Oleh: Jo Priastana
“Kita pernah punya pemimpin bangsa sekaliber Soekarno, Mohammad Hatta, Sjahrir, dan Tan Malaka, yang sudah merevolusi mentalnya masing-masing, tetapi sekarang kita tidak lagi memiliki pemimpin bangsa. Kita hanya punya pejabat”
(Anhar Gonggong, Sesepuh Sejarahwan Indonesia)
Krisis multidimensi yang nyaris melumpuhkan segenap potensi bangsa, dan menggiring bangsa ke jurang kehancuran juga disebabkan karena kurangnya pemimpin yang memiliki kualitas sikap kenegarawanan dan keteladanan. Kenegarawanan adalah karakter, sikap, visi, misi dan orientasi yang mengedepankan nilai-nilai kebangsaan dan kerakyatan melampaui kepentingan ego seorang pemimpin (Syahnakri Kiki: 2004).
Keteladanan pemimpin melampaui kepentingan diri sendiri. “Orang yang memperhatikan kepentingan orang lain disamping kepentingan sendiri adalah yang terbaik.” (Anguttara Nikaya II; Digha Nikaya III). Dengan itu, seorang pemimpin melengkapi pemahamannya dengan apa yang benar dalam memimpin bangsa dan negara. Semangat moral Konstitusi, cita-cita negara Pancasila, dan pelajaran dari sejarah, kiranya akan memberikannya pentunjuk tentang apa yang benar.
Ujar seperti itulah yang sering dikemukakan oleh negarawan besar bangsa Indonesia, Ir Soekarno, tokoh dibalik konstitusi dan cita-cita negara Pancasila dengan ungkapannya zamen bundeling van alle krachten van de natie atau tekad bersama untuk mendahulukan kepentingan bersama, masyarakat, bangsa, dan negara diatas kepentingan pribadi, keluarga, serta golongan sendiri.
Keteladanan Pemimpin
Seseorang dapat disebut berjiwa negarawan (meski secara formal tidak mengemban posisi kenegaraan) jika senantiasa memikirkan yang terbaik untuk bangsa-negara dan memegang komitmen untuk memberikan yang terbaik bagi kebangsaan, kerakyatan, bahkan kemanusiaan universal melalui ladang pengabdian dan profesinya.
Segala formula kepemimpinan tidaklah bermakna bila faktor keteladanan diabaikan. Bukankah patisari kepemimpinan adalah “memandu jalan dan membawa orang lain ke tujuan bersama”? Apakah pemimpin dapat memandu manakala ia sendiri berjalan dalam kegelapan visi, melangkah dengan kelemahan karakter, dan bergerak maju tanpa kacamata strategi yang tepat? Bagaimana membawa orang lain ke tujuan bersama jika ia tidak dapat memberikan contoh?
========================================
Tugas Latihan 1: Dalam bacaan tentang kepemimpinan ini, apa arti ungkapan Soekarno "zamen bundeling van alle krachten van de natie"?
Bacaan dan entri di sini tidak saling berkaitan.

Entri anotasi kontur
========================================
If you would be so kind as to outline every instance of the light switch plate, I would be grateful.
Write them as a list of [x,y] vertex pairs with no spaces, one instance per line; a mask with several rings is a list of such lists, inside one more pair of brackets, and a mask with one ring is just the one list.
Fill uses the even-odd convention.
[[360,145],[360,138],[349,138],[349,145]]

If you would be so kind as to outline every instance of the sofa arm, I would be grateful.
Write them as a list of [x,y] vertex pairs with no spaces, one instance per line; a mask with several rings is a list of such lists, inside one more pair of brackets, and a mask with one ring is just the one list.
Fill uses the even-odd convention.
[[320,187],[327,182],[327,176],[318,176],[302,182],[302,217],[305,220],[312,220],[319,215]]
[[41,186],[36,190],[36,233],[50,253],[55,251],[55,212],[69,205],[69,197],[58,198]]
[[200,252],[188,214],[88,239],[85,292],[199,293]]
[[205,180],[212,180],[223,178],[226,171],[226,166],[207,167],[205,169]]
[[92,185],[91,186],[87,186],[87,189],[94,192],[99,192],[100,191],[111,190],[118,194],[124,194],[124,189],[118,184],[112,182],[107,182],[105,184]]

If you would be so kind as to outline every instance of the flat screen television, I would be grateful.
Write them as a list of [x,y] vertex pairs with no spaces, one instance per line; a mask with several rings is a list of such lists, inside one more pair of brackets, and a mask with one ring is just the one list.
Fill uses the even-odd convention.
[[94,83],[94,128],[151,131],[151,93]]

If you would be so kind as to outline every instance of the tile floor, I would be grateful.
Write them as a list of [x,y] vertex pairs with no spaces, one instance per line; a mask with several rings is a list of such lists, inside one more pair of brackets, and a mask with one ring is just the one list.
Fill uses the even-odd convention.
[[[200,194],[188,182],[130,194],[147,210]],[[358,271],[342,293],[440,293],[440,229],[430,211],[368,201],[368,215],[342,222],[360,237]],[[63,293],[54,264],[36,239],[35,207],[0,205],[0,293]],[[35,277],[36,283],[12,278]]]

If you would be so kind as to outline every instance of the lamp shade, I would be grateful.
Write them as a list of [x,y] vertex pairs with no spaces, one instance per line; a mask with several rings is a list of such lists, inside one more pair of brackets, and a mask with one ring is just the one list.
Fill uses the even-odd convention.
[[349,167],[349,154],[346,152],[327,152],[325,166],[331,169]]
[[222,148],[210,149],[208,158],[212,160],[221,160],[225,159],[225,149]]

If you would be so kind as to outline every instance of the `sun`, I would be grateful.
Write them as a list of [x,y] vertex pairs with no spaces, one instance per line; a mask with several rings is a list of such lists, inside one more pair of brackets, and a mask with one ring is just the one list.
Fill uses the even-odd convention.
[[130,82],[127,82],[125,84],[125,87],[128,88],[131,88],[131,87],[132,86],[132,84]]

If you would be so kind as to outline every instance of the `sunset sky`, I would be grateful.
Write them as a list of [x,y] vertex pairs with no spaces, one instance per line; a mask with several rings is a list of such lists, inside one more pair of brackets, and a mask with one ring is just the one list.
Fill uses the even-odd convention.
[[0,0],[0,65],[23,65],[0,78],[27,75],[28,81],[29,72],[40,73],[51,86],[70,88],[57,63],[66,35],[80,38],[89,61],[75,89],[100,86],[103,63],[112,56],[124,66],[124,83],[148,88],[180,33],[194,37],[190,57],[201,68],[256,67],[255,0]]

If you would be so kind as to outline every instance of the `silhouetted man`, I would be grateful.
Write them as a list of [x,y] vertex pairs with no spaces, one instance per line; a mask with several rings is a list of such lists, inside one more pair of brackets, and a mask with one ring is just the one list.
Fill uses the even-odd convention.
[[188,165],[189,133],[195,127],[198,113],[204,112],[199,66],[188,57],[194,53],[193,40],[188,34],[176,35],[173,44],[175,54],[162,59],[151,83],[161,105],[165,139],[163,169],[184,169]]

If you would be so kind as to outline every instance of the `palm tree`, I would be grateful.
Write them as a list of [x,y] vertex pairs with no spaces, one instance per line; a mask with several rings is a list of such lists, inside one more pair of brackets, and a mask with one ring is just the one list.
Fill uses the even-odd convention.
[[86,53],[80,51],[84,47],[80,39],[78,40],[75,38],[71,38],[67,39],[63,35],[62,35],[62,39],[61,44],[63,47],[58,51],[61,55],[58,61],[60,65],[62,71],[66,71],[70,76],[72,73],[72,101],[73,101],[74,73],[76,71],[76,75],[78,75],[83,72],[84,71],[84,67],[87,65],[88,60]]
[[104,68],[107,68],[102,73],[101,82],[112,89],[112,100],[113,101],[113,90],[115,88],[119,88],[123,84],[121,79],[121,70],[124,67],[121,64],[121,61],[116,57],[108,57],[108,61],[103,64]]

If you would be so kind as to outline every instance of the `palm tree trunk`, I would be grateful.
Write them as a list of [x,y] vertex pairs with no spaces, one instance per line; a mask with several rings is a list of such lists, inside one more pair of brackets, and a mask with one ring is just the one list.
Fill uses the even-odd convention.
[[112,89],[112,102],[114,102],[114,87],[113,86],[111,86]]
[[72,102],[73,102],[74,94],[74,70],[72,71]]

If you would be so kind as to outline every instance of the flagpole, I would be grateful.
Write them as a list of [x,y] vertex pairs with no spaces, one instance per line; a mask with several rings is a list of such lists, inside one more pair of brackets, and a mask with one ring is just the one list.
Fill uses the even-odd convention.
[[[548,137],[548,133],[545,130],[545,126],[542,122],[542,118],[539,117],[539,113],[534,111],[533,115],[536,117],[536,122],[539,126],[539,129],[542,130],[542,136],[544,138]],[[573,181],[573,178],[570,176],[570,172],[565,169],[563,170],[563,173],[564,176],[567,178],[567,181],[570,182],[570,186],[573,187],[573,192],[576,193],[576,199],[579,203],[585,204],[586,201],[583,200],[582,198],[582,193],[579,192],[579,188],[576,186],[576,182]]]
========================================
Tugas Latihan 2: Perbarui entri anotasi kontur mulai dari awal entri dan berakhir pada baris yang memuat "[[360,145],[360,138],[349,138],[349,145]]", kedua ujungnya ikut. Ganti "light switch plate" dengan "power outlet cover", biarkan selebihnya tetap, lalu tuliskan hanya baris-baris tersebut.

Jawaban 1: Ungkapan itu berarti tekad bersama untuk mendahulukan kepentingan bersama, masyarakat, bangsa, dan negara di atas kepentingan pribadi, keluarga, serta golongan sendiri.

Jawaban 2:
If you would be so kind as to outline every instance of the power outlet cover, I would be grateful.
Write them as a list of [x,y] vertex pairs with no spaces, one instance per line; a mask with several rings is a list of such lists, inside one more pair of brackets, and a mask with one ring is just the one list.
Fill uses the even-odd convention.
[[360,145],[360,138],[349,138],[349,145]]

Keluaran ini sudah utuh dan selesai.